The request: Find every line of the material below that contains the word "Need" and copy each one.

Dataset entries:
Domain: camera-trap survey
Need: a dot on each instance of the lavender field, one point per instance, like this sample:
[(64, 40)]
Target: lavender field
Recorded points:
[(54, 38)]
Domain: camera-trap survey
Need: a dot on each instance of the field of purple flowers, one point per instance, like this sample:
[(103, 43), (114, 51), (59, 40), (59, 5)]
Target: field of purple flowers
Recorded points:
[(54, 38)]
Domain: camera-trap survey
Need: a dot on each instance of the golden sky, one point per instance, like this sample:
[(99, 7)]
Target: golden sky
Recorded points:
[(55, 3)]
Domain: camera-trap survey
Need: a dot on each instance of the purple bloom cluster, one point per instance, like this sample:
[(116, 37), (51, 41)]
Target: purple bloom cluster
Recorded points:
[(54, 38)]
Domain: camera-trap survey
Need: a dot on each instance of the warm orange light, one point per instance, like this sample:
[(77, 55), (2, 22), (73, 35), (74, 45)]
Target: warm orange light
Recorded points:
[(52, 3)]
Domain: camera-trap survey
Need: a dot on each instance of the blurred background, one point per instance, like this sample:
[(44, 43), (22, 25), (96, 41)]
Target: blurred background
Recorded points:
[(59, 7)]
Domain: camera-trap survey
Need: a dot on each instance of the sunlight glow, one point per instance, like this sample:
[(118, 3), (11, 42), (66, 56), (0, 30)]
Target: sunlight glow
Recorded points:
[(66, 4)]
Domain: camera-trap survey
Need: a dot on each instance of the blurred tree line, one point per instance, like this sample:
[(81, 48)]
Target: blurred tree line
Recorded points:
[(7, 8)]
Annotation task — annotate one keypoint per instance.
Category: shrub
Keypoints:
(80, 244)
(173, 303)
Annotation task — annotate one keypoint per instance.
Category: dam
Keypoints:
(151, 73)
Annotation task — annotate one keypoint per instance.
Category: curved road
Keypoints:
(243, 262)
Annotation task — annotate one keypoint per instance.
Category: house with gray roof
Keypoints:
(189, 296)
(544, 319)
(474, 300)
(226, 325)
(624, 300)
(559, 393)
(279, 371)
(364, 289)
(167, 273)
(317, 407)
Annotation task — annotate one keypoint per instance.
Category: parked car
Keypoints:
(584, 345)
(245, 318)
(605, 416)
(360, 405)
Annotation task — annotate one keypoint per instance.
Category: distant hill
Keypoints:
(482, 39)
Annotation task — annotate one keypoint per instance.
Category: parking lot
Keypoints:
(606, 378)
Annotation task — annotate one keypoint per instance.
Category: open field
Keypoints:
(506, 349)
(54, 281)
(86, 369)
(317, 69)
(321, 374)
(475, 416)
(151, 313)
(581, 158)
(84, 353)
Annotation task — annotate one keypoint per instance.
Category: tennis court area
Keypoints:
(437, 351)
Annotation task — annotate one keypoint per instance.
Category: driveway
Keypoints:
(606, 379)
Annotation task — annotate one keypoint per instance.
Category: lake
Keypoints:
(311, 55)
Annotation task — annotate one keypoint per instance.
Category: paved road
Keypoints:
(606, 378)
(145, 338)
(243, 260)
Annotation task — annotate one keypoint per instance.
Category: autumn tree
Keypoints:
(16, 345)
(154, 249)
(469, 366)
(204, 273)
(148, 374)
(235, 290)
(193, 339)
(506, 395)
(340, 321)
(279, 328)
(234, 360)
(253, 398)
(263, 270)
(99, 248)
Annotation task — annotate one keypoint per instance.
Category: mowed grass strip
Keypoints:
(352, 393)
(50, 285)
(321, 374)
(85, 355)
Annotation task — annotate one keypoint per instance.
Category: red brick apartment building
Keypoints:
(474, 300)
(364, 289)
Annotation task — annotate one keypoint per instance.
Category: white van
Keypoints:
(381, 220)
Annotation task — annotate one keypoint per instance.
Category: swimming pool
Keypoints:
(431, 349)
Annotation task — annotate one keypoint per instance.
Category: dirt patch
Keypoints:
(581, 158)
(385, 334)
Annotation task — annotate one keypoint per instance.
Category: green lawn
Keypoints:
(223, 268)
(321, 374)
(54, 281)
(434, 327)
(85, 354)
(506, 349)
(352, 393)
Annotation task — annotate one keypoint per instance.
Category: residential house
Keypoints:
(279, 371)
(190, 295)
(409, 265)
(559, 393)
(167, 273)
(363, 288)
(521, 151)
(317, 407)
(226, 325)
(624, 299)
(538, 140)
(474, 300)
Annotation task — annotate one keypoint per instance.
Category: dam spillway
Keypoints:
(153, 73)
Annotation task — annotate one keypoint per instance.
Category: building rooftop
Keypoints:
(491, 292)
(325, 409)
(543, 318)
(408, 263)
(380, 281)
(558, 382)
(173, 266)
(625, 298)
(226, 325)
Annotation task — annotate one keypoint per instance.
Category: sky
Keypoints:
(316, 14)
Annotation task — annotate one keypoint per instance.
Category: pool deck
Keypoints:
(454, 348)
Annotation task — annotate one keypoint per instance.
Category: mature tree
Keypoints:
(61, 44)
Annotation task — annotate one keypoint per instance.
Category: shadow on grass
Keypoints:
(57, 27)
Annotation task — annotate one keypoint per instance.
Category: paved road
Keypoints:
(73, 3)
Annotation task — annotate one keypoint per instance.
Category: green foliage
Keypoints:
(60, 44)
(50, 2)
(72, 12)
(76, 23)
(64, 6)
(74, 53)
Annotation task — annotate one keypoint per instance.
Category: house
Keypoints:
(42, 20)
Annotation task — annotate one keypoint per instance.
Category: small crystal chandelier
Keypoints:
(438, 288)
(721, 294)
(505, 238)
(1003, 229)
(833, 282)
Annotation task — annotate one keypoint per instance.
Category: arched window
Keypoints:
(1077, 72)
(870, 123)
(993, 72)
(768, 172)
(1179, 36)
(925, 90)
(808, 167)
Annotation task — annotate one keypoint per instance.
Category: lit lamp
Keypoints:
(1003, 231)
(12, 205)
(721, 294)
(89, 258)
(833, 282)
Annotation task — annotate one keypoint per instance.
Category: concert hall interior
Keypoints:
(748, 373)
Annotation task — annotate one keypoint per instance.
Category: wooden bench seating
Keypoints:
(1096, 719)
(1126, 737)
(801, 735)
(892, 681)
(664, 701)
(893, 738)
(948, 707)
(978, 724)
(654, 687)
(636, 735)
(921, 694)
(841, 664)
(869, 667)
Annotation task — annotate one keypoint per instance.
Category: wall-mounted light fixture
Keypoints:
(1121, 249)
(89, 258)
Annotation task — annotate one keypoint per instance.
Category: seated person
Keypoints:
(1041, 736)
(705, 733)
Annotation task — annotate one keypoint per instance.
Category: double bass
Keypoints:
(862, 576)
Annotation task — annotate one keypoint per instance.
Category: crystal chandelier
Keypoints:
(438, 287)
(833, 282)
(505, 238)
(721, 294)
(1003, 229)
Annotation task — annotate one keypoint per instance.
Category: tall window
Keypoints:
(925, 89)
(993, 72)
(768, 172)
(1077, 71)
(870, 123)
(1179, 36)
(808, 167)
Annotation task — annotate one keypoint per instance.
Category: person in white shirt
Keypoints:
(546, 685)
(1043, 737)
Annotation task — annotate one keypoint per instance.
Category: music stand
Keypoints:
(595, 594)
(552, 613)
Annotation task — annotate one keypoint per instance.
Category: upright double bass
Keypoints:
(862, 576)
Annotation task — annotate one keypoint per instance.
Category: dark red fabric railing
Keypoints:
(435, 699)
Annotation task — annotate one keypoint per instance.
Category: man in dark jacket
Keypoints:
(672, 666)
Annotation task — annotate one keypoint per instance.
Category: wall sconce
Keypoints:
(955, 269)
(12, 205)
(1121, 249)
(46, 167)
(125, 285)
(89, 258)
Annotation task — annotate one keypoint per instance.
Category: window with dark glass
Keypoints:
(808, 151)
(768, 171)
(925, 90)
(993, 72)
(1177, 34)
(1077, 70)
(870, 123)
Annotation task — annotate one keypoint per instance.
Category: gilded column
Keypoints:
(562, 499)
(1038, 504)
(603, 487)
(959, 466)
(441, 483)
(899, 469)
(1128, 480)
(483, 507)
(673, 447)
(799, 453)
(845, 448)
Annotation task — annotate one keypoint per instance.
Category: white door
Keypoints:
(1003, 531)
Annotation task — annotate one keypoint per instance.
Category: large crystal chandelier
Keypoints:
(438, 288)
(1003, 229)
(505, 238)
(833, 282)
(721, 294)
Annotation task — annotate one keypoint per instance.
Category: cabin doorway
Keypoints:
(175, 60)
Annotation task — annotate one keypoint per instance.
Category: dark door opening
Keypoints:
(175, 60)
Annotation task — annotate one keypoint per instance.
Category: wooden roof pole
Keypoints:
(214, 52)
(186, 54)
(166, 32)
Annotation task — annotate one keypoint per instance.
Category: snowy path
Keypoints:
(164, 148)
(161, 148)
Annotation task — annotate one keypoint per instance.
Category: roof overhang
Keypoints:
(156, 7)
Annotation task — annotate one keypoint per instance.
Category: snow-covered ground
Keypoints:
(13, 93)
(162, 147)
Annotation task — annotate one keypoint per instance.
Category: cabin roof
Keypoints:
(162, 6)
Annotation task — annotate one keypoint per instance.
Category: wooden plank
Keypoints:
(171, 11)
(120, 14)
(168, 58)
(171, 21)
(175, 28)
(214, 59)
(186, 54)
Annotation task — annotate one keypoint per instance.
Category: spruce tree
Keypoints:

Answer to this exercise:
Need: a dot on each instance of the lavender field, one point per instance, like this sample:
Need: a dot on each instance of the field of purple flowers, one point per instance, like this sample:
Need: a dot on each instance of the golden sky, one point per instance, like this sample:
Need: a dot on each instance of the purple bloom cluster, one point per instance, like this sample:
Need: a dot on each instance of the warm orange light, one point per instance, like this sample:
Need: a dot on each instance of the blurred background, one point per instance, like this sample:
Need: a dot on each instance of the sunlight glow, one point per instance, like this sample:
Need: a dot on each instance of the blurred tree line, one point per instance, like this sample:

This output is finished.